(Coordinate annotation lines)

+-------+

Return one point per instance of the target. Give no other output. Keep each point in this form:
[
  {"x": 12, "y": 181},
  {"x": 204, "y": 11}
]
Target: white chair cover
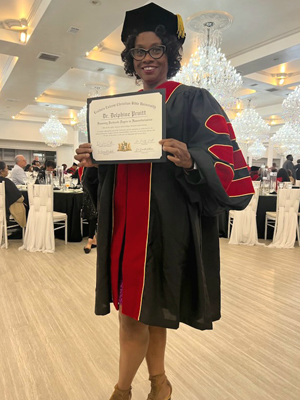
[
  {"x": 2, "y": 211},
  {"x": 39, "y": 234},
  {"x": 286, "y": 218},
  {"x": 244, "y": 228}
]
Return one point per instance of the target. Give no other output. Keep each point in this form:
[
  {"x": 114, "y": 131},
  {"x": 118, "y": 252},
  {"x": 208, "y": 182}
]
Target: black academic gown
[
  {"x": 181, "y": 273},
  {"x": 12, "y": 194}
]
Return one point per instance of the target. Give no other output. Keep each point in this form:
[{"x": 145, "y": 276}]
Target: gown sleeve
[{"x": 222, "y": 178}]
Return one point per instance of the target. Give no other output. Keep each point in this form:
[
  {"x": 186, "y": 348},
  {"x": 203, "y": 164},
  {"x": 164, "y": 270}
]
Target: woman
[
  {"x": 158, "y": 262},
  {"x": 282, "y": 175},
  {"x": 13, "y": 198}
]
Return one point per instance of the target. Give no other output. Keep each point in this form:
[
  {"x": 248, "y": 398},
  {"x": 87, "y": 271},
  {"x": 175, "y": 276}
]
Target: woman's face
[
  {"x": 153, "y": 72},
  {"x": 4, "y": 172}
]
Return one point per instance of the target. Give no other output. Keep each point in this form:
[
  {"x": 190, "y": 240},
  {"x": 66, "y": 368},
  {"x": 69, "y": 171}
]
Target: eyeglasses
[{"x": 155, "y": 52}]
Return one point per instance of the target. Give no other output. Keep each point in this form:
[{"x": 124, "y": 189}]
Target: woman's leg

+-------+

## WHAT IS NEEDED
Swap "instance" for "occurrence" throughout all of the lines above, leaving everything else unchanged. Omit the picture from your output.

## OUTPUT FOR THIS TASK
Return one point per occurrence of the target. Give no other output. Keep each point in this form:
[
  {"x": 12, "y": 181},
  {"x": 204, "y": 11}
]
Target: white chair cover
[
  {"x": 2, "y": 211},
  {"x": 39, "y": 234},
  {"x": 286, "y": 218},
  {"x": 244, "y": 228}
]
Return one point per occurrence of the target. Give no other output. Keep each point in this form:
[
  {"x": 114, "y": 131},
  {"x": 118, "y": 252},
  {"x": 208, "y": 182}
]
Target: black academic gown
[
  {"x": 181, "y": 273},
  {"x": 12, "y": 194}
]
Return one point per occurrence of the target. Give no other output. Keep each point in this form:
[{"x": 145, "y": 276}]
Target: gown sleeve
[{"x": 222, "y": 178}]
Return one point per occurrence of the target. Give no other output. Keep each point in this form:
[
  {"x": 186, "y": 348},
  {"x": 203, "y": 164},
  {"x": 164, "y": 270}
]
Target: woman
[
  {"x": 158, "y": 262},
  {"x": 282, "y": 175},
  {"x": 13, "y": 198}
]
Return one point per occurrence of the target. Give no other output. Keep each point in this form:
[
  {"x": 248, "y": 398},
  {"x": 87, "y": 271},
  {"x": 175, "y": 276}
]
Target: woman's face
[
  {"x": 153, "y": 72},
  {"x": 4, "y": 172}
]
Return one point per occurrence of the target. Give no other output. Keep each point in this form:
[
  {"x": 190, "y": 240},
  {"x": 66, "y": 368},
  {"x": 69, "y": 171}
]
Target: eyeglasses
[{"x": 155, "y": 52}]
Return one point per occurrence of the target. Give no other output. Keep each point in this form:
[{"x": 124, "y": 189}]
Target: woman's leg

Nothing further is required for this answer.